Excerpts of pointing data
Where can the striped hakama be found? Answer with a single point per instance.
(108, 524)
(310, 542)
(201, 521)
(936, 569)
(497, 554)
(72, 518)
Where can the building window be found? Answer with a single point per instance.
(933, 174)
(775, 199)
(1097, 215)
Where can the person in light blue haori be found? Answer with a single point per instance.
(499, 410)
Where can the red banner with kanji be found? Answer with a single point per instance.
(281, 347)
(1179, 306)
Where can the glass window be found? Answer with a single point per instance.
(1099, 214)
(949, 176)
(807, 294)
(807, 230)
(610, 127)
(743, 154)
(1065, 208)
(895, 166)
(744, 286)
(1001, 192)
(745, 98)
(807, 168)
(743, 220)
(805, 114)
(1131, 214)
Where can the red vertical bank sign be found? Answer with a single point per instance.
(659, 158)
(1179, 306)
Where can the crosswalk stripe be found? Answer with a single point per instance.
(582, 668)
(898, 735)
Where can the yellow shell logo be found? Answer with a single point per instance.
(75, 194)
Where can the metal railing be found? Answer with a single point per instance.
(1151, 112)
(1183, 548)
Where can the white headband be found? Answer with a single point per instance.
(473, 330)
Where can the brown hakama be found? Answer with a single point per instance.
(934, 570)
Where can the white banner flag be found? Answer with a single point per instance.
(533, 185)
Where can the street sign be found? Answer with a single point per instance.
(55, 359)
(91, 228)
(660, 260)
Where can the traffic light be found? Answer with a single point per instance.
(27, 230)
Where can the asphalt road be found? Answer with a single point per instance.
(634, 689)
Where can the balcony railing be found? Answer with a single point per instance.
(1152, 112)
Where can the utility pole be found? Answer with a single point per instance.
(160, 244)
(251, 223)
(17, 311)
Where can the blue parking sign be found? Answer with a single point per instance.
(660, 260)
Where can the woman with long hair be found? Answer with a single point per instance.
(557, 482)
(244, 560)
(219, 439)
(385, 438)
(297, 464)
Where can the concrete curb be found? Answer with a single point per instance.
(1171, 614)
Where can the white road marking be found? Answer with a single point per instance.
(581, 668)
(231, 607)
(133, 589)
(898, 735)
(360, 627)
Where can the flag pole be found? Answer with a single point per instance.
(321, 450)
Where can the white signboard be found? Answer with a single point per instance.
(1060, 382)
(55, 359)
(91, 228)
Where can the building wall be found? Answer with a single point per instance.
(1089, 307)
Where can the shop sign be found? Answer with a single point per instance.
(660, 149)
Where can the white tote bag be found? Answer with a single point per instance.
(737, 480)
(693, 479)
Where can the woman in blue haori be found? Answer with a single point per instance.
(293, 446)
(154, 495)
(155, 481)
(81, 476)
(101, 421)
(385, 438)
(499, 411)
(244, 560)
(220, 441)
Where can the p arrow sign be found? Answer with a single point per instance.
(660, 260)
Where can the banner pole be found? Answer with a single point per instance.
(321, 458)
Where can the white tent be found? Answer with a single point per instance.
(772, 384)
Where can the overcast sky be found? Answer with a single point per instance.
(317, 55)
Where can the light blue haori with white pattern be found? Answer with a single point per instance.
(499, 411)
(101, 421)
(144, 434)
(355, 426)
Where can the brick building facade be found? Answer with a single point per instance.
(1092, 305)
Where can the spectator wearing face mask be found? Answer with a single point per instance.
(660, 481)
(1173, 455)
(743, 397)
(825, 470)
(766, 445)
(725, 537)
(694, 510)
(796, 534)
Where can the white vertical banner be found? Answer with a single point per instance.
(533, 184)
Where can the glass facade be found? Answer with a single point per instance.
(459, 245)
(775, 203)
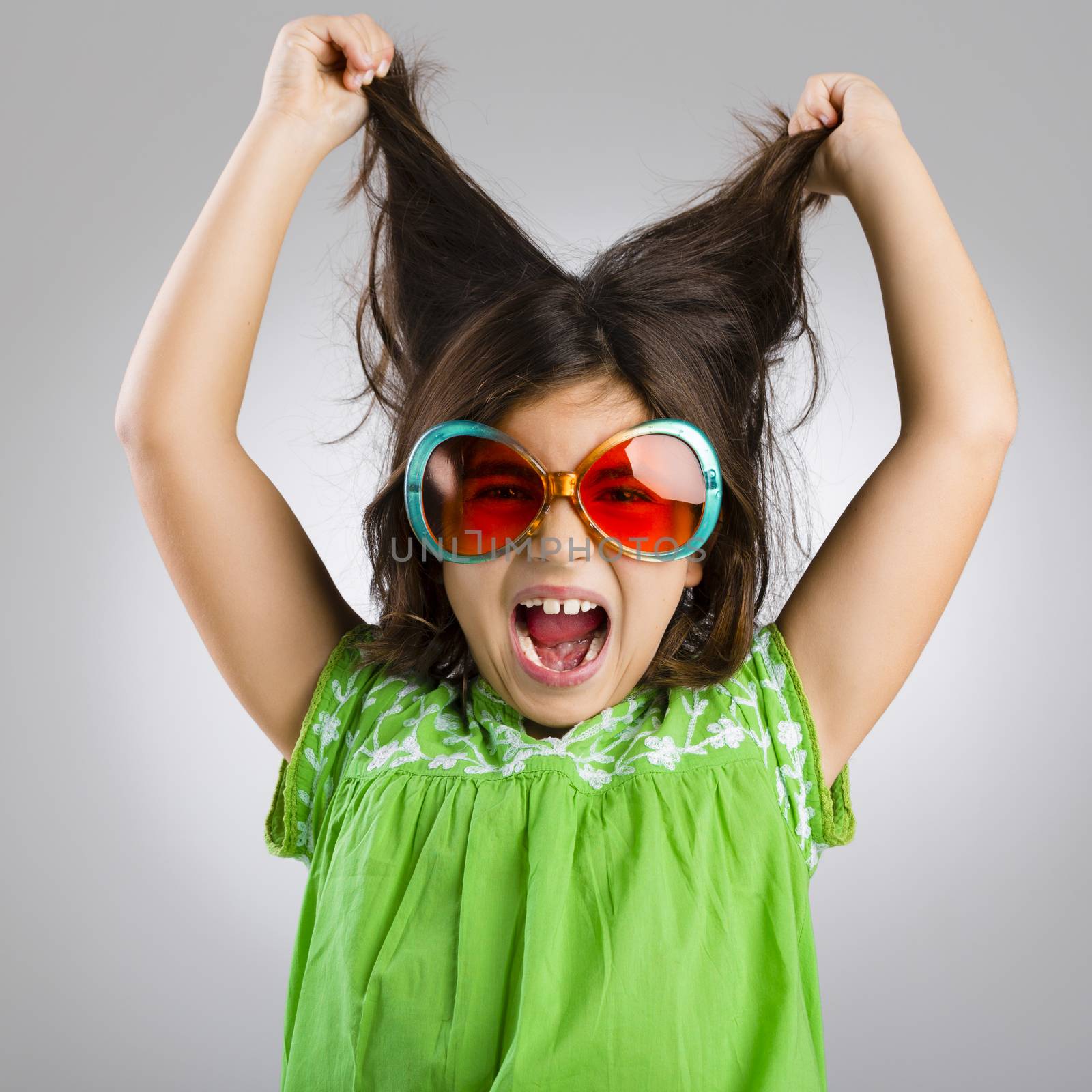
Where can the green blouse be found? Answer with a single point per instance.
(624, 906)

▶ _Prompt_
Can you render every item above as a two-column CSV with the headers "query" and "points", one row per item? Put the item's text in one quoted field and its answer in the other, turn any line breaks into spaces, and leave out the pictures.

▶ _Expected answer_
query,points
"Where can the striped hakama be found? Answer with a single point per instance.","(108, 524) (310, 542) (201, 521) (936, 569) (497, 554) (72, 518)"
"Where can the building window be found? Answer with a single point per instance.","(933, 174) (775, 199) (1097, 215)"
"Where can the person in light blue haori be found? Answer with a single point per instance.","(499, 410)"
"Where can the red banner with kanji be found? Answer with a single point per instance.","(281, 347) (1179, 306)"
"Where can the glass window be found? Answer with a single point per instance.","(1099, 214) (949, 176) (807, 294) (807, 230) (610, 127) (743, 154) (1065, 208) (895, 166) (744, 286) (1001, 192) (745, 98) (807, 168) (743, 220) (805, 114) (1131, 214)"
"Where can the red vertical bank sign be found? Answer with a single point per instance.","(659, 158) (1179, 306)"
"Where can the crosswalk stripe be found? Answer with a single point per instance.","(582, 668) (898, 735)"
"Where can the yellow shell logo be found? Answer with a single point per instance.","(75, 194)"
"Where can the metal railing be found? Answer with a single point per instance.","(1151, 112) (1183, 548)"
"Where can the white headband be found? Answer with a single point per instance.","(473, 330)"
"Where can the brown hakama be found? Answer with a single point per instance.","(934, 570)"
"Where can the white banner flag be found? Answer with a single point per instance.","(533, 185)"
"Where can the street sign be found? Answer with a single point per instance.","(55, 359) (91, 228) (660, 260)"
"Where can the traffic light be found? Answer with a single point per instance.","(27, 230)"
"Where can the asphalt road be found? Answer with a single point per instance.","(634, 689)"
"Where can the balcony railing be found? Answer with a single point per instance.","(1152, 112)"
"Where can the utility pole be found? Answer with a single point per instance.","(160, 244) (251, 223) (17, 311)"
"Where can the blue parking sign be found? Answer with a single point per instance.","(660, 260)"
"Where can the woman with long hair be found? Answer with a single point per instance.","(557, 482) (244, 560) (219, 439) (385, 438) (297, 464)"
"Where can the concrete curb be found? Answer with a single point per instance.","(1171, 614)"
"Where can the white road marking be found? Answer with a single point per instance.","(581, 668) (231, 607) (133, 589) (898, 735) (360, 627)"
"Where can the flag pole be found? Answer with a single point per instance.","(321, 450)"
"Where can the white signboard be found? Answer with a single point per instance.","(1060, 382) (55, 359) (91, 228)"
"Where can the building wall be found? Answer with a single point per instance.","(1089, 307)"
"Where can the shop sign be found? Answer with a single point per instance.","(660, 149)"
"Where can the white tote bag be found? Answer with a single point per instance.","(737, 480) (693, 479)"
"Where can the woman in blue haori be found? Answer with a single point per instance.","(293, 446) (154, 495) (155, 481) (81, 476) (101, 421) (385, 438) (499, 411) (244, 560) (220, 441)"
"Where can the p arrow sign be found? Answer with a single point per instance.","(660, 260)"
"Where can the banner pole be found? Answer with a single point per instance.","(321, 458)"
"Where can the white tent be found? Answer with a single point per instance.","(772, 384)"
"Where can the overcast sky be found? Answer with a single point per instance.","(317, 55)"
"Where can the light blue haori with white pattern be found? Answer with a single point per instance.","(499, 411) (101, 421) (144, 434) (355, 426)"
"Where can the brick building facade be found? Answer with a single point per instance.","(1092, 305)"
"Where can the spectator wearing face mask be found? Answer with a single point per instance.","(660, 481) (1173, 455) (743, 397) (825, 470) (766, 445) (725, 537) (694, 510) (796, 534)"
"Where can the white vertical banner be found? Answer with a single point per instance.","(533, 184)"
"Where can the glass facade be found? Answer with a single point per instance.","(459, 245) (775, 203)"
"Where can the green blouse be found? Answer with a single point per instance.","(624, 906)"